* READING TEXT

<<<<

Every Employee Is Now a CEO: Rethinking Work, Leadership, and Ownership in the Age of AI
When Mordy Golding took the stage at Juno Journey’s Mastering the AI-Driven Skills Economy meetup in New York, he didn’t talk about disruption, automation, or even the future of learning.
Instead, he asked a more provocative question:
What happens when every employee can lead, not people, but technology itself?
His answer: Every employee becomes a CEO.
From Adobe to AI: The Evolution of a Learner
Golding’s journey is steeped in learning. After a successful career as a Product Manager at Adobe, he became one of the early pioneers of online learning, helping shape lynda.com before it became LinkedIn Learning.
He described those early days as “messy but magical,” a startup full of people obsessed with changing the future of education. “We were all doers,” he recalled. “Everyone had a list of what they were going to do to change the world, managing people just felt like a distraction.”
When LinkedIn acquired Lynda in 2015, everything shifted. For the first time, Golding had to choose between becoming a manager or staying an individual contributor.
LinkedIn’s culture, where “Talent is our number one operating priority,” reframed what leadership could mean. At LinkedIn, individual contributors could grow, earn, and lead just as much as managers. “That,” he said, “was revolutionary.”
The Microsoft Era: Scale, Growth, and the Birth of a New Mindset
When Microsoft acquired LinkedIn a year later, Golding witnessed another transformation — this time, cultural.
Under Satya Nadella’s leadership, Microsoft evolved from “developer, developer, developer” to a company built on learning and growth mindset.
For Golding, this meant one thing: learning at scale.
With a small team that needed to double in size, he realized that the most important person in his professional life wasn’t another engineer — it was his HR business partner.
“Having that partnership changed my entire approach to leadership and learning,” he said. “You can’t scale without investing in people development, and that’s true whether you’re leading 50 humans or 50 AI agents.”

>>>>

* SOURCE MATERIAL
<<<<

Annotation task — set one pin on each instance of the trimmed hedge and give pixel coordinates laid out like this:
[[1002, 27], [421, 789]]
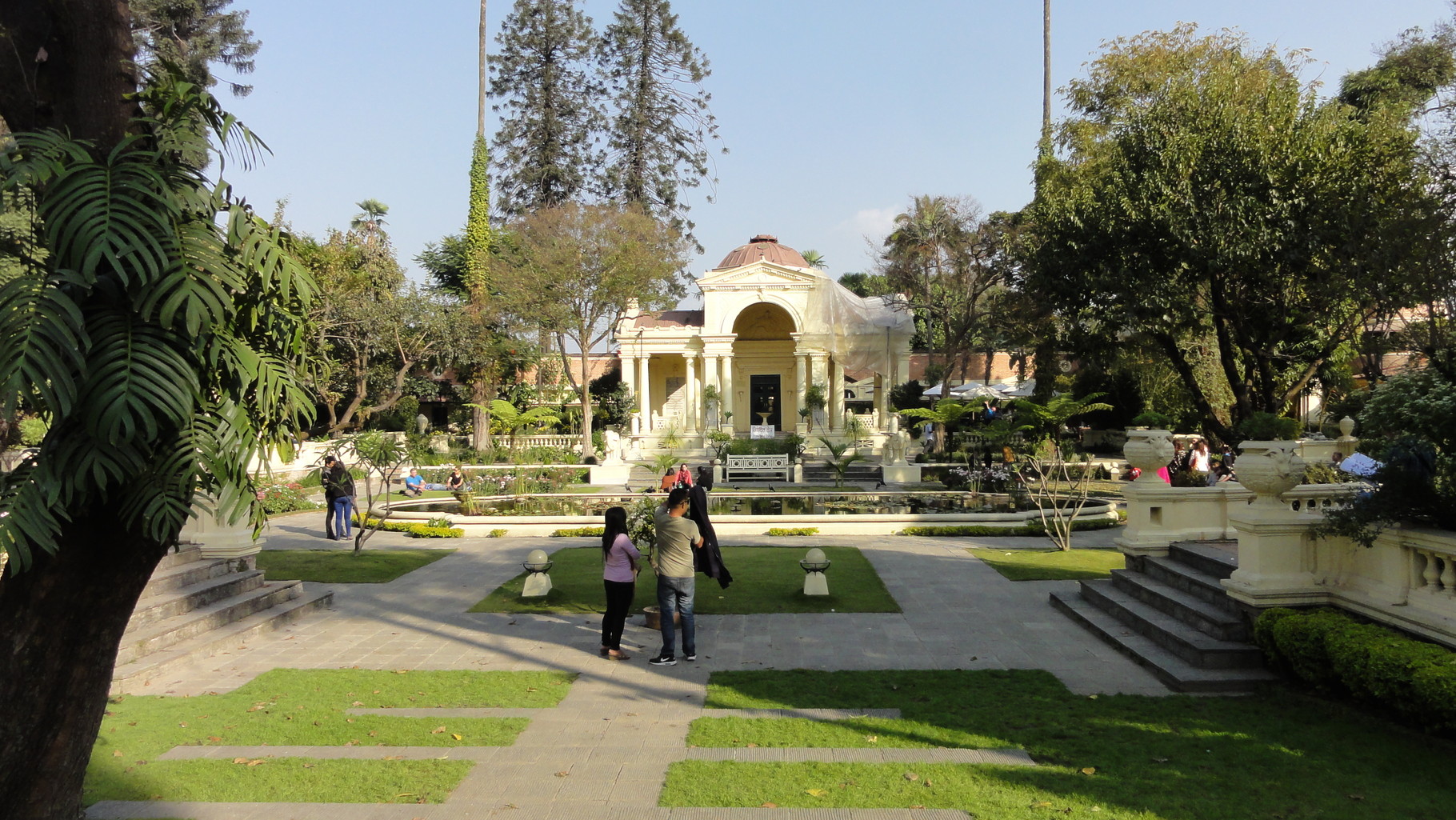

>>>>

* TASK TO COMPLETE
Continue the article on Mordy Golding and the idea that every employee becomes a CEO, starting after its last sentence.

* EXPECTED ANSWER
AI as a Team — Not a Tool
When ChatGPT launched in 2022, Golding’s reaction was… measured. “At LinkedIn, we’d been using AI for years,” he said. “Matching skills to jobs, personalizing learning — that was AI. What changed was the accessibility.”
But soon after Microsoft invested billions in OpenAI, the message across the organization was clear: Whatever you build next, it’s going to be AI-powered.
That directive unlocked something bigger for Golding. He began to see AI not as a tool that humans control, but as a team that humans lead.
“We shouldn’t think of AI like a calculator,” he explained. “A calculator performs a task. AI can make decisions. The intelligence is no longer just in the human, it’s in the system we build, train, and collaborate with.”
To illustrate, he told the story of Jacob Bank, founder of Relay.app, who built an entire “org chart” of AI agents, each responsible for specific business functions, from marketing to event strategy.
“They were making decisions on their own,” Golding said. “He didn’t have a CMO or an ops team — he built one out of code. That’s when it hit me: this is what hybrid work truly means. Humans and agents, side by side.”
Every Employee as a CEO
Golding’s central idea — that every employee is now a CEO — comes from observing this shift firsthand.
In the past, climbing the corporate ladder meant waiting for permission: a title, a promotion, a team.
Today, with AI, that permission structure is gone.
“You can build a team of 50 agents right now,” he said. “No approvals, no budget meetings. Just initiative. That makes you a CEO — not of people, but of capability.”
He describes this as Performance Management 2.0: the ability to lead systems, not just humans. And it requires the same skill set that great leaders have always had — clear direction, measurable outcomes, and emotional intelligence.
“If you can’t lead an AI agent,” he asked, “how will you lead a human?”
From Career Ladders to Skill Maps
Golding’s redefinition of work aligns closely with what many L&D leaders are already seeing: the shift from roles to skills.
At LinkedIn, he recalls CEO Ryan Roslansky framing it simply — jobs aren’t static titles anymore; they’re collections of tasks that evolve with technology.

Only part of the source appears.